While the owner of Company D is unaware of what the CE is, there are circular aspects in his firm’s operation. For example, when plastic rolls are sold to other businesses, plastic is rolled up on wooden cylinders varying in their width, length, and weight. Initially, customers threw away the wooden cylinders, but once Company D began its deposit-refund system (DFS) for 800 Ft5/kg of the shapes, every cylinder has been returned since then. The owner of Company D considers that this type of scheme can work on its own by having people becoming economic stakeholders, stating that “if it is not worth it, nobody bothers to change their habits… people will not change until they see the financial implications.”

Concerns around reaching the circular supply chain

Currently, plastic recycling essentially faces the issue of “golden oldies”: the purity challenge of this high-volume recyclates. Additionally, a linear lock-in phenomenon characterizes the supply chain in which Company B is currently situated. The representative of Company B says that the end-of-life treatment responsibility of the plastic products should fall onto their buyers, because they buy the products from them, consequently the ownership and the responsibility for plastic. Company B feels squeezed between the big players to experiment with sustainability. On the one side, there are conglomerates creating plastic granulates, the price of which depends on the price of oil and other resources; on the other side, the buyer wants to have top-quality plastic packages at the lowest cost possible.

Regarding making the supply chain of plastic products circular, for example, by reusing plastic bottles, interviewees indicated that they are worried that many people may refuse to purchase a bottle that was used by several others beforehand due to their overestimated hygienic expectations and scepticism about the cleaning procedure. In addition, the cleaning of plastic bottles may impact the environment in a more harmful manner through excessive water and chemical use than simply having them floating in our oceans and breaking down into microplastic.

In terms of reusing thrown away textile materials and making the supply chain circular, the main issue is that the production and the sale happen at two distinct points of the world, the Far East and Europe, respectively. The interviewee from Company C agrees that it would indeed be great if the wasted fabric from Europe could go back to the Far East and be remanufactured or reused for other products. As a result of the diverging locations of production and waste generation, this entails such a high logistic cost as of right now thus it is not worth for anyone to bother with this procedure.
________
** Requirements **
Extend the passage about circular supply chains, picking up right after its last sentence.

** Information given **
________
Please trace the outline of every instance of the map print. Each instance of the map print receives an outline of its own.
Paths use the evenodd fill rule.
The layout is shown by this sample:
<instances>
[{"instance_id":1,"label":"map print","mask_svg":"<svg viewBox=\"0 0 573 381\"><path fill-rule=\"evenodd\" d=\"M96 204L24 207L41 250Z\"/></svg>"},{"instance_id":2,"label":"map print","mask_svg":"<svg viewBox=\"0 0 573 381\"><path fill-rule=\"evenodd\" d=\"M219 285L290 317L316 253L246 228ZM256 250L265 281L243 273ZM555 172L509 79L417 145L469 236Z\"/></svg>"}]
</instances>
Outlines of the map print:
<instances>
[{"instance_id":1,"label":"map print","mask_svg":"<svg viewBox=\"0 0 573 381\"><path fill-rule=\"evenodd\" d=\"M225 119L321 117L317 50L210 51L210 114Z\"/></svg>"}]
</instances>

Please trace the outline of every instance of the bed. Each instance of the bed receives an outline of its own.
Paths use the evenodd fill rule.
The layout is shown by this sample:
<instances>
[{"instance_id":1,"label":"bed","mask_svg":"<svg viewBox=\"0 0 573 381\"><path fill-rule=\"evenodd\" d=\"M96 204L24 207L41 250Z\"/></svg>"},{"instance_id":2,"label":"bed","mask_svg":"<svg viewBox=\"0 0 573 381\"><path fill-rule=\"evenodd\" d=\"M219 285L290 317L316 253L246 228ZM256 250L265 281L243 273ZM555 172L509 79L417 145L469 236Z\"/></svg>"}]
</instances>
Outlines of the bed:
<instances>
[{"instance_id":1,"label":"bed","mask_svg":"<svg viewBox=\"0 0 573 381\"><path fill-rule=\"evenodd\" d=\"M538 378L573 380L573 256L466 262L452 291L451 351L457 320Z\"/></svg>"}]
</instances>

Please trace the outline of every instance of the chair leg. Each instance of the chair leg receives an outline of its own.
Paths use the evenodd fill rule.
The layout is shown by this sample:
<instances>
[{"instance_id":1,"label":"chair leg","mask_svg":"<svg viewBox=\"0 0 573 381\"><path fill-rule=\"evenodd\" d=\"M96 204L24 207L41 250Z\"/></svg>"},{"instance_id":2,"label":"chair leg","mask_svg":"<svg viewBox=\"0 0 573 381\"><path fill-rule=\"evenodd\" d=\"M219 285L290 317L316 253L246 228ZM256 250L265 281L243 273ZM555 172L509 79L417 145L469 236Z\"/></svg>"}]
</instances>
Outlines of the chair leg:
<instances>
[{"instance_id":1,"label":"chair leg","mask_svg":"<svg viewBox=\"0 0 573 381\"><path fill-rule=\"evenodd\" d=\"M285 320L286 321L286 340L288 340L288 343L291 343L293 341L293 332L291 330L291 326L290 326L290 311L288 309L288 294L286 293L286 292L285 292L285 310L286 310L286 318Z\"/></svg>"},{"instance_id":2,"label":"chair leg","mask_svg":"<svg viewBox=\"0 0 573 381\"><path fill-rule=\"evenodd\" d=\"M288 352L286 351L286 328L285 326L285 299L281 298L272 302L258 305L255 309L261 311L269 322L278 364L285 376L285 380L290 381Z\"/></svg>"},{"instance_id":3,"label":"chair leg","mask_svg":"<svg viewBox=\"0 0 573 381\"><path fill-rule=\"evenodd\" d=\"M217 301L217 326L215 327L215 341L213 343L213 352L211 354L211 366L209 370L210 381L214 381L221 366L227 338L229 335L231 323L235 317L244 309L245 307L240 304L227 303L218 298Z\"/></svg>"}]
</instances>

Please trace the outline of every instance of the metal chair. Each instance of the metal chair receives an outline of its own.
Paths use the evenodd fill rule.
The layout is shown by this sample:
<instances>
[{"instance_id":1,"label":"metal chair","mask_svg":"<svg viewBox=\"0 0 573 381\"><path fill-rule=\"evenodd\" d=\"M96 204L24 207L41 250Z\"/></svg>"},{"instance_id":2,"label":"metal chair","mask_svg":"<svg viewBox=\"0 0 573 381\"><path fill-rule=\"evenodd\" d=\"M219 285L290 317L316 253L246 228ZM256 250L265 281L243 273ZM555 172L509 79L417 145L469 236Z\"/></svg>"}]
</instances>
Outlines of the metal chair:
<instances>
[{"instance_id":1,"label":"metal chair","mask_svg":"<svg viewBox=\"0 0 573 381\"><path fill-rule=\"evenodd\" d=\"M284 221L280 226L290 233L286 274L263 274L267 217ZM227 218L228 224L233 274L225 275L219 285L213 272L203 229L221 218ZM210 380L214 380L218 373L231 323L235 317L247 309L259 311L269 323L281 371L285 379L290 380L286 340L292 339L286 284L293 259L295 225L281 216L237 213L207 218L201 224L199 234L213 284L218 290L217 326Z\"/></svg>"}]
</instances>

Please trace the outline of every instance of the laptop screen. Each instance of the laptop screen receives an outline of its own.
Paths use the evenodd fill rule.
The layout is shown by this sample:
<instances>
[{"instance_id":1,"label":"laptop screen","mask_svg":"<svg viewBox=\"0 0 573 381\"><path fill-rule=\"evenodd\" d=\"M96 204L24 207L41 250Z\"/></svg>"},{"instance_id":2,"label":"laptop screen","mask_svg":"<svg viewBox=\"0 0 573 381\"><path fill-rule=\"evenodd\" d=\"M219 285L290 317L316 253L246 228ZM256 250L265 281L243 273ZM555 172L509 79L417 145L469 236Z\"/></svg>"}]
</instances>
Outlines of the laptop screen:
________
** Reply **
Discussion

In the section below, the main factors influencing SMEs circular transition are presented and discussed. From the interviews, it seems that a factor mentioned by any of the interviewees is perceived both as a barrier and an enabler. In other words, the presence of a barrier can be best tackled with the improvement of the very same element.

The head of Company A considers that holding onto old habits deters them and others from reaching out for public assistance. Instead of public officials being helpful, they rather sound threatening when it comes to implementing governmental procedures. The marketing manager of Company C indicates that financial support from the government would help the company acquire their own site instead of renting it. Similarly, the interviewee from Company D remarks the role of the government in helping firms reduce, reuse, or recycle their material use, as he believes that public officials should implement monetary policies to incentivize companies by underlining his point that “many people can achieve anything for money… must be worth it for everyone, because everyone is motivated by the material cost of things.” The manager of Company B argues that the state is inevitable on this issue, adding that “policymakers can determine extra fees that are not production or commercial-related costs. Now, there are environmental product taxes, waste recycling fees… which could protect the environment. The application, implementation, and execution of these should be a matter for the state with the obvious involvement of experts.”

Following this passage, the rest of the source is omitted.